[FRIAM] Getting Verbed...

Gillian Densmore gil.densmore at gmail.com
Mon Nov 7 16:47:03 EST 2022


You forgot getting Bushed twice.

On Mon, Nov 7, 2022 at 1:59 PM Steve Smith <sasmyth at swcp.com> wrote:

> We been Musked, we been Trumped, the Russians and Ukranians and much of
> Europe has been Putined and perhaps Balsinaro (and his followers have
> been sumarrily Lula'd)?  One of the more satisfying targets for my own
> doomscrolling is to find examples of Corporate Execs and Republican
> AHoles being KatiePortered.  SNL fans love watch loving people get
> McKinnoned.
>
> I'm probably just begging to get Ropella'd here...

# # # # # # #

### Your tasks
1. According to the reply at the top of the mailing-list message, what did the earlier writer forget?
2. Copy the mailing-list message word for word from "You forgot getting" to "get Ropella'd here...".

# # # # # # #

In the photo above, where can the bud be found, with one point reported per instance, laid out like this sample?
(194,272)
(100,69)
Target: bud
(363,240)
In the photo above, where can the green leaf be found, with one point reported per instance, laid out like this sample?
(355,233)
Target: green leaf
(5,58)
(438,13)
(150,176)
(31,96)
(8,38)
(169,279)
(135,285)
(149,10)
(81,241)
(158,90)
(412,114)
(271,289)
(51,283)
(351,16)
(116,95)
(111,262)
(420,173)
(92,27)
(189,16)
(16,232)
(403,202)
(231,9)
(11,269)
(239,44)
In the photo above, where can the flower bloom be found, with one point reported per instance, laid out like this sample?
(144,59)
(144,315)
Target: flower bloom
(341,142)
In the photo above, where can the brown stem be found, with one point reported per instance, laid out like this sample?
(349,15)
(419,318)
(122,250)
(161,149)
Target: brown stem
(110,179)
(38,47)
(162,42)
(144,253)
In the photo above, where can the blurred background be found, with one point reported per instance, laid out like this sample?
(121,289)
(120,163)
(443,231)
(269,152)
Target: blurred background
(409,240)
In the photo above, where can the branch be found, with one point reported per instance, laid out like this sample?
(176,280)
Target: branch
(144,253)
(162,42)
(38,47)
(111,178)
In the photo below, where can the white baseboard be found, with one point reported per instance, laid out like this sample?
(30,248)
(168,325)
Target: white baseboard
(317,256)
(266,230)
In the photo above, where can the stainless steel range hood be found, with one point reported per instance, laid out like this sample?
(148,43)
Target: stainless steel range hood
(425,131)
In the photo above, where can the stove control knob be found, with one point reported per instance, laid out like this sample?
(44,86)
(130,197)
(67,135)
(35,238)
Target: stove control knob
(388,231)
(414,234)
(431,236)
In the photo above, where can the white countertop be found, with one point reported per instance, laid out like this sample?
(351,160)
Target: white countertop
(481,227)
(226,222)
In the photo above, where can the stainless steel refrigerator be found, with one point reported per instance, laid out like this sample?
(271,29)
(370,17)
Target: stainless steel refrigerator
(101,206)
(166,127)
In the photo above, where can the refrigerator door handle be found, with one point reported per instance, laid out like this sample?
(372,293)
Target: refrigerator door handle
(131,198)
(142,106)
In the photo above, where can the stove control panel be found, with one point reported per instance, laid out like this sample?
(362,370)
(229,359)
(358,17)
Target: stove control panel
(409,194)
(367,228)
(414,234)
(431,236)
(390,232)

# # # # # # #

### Solved problems
1. Getting Bushed twice.

2.
You forgot getting Bushed twice.

On Mon, Nov 7, 2022 at 1:59 PM Steve Smith <sasmyth at swcp.com> wrote:

> We been Musked, we been Trumped, the Russians and Ukranians and much of
> Europe has been Putined and perhaps Balsinaro (and his followers have
> been sumarrily Lula'd)?  One of the more satisfying targets for my own
> doomscrolling is to find examples of Corporate Execs and Republican
> AHoles being KatiePortered.  SNL fans love watch loving people get
> McKinnoned.
>
> I'm probably just begging to get Ropella'd here...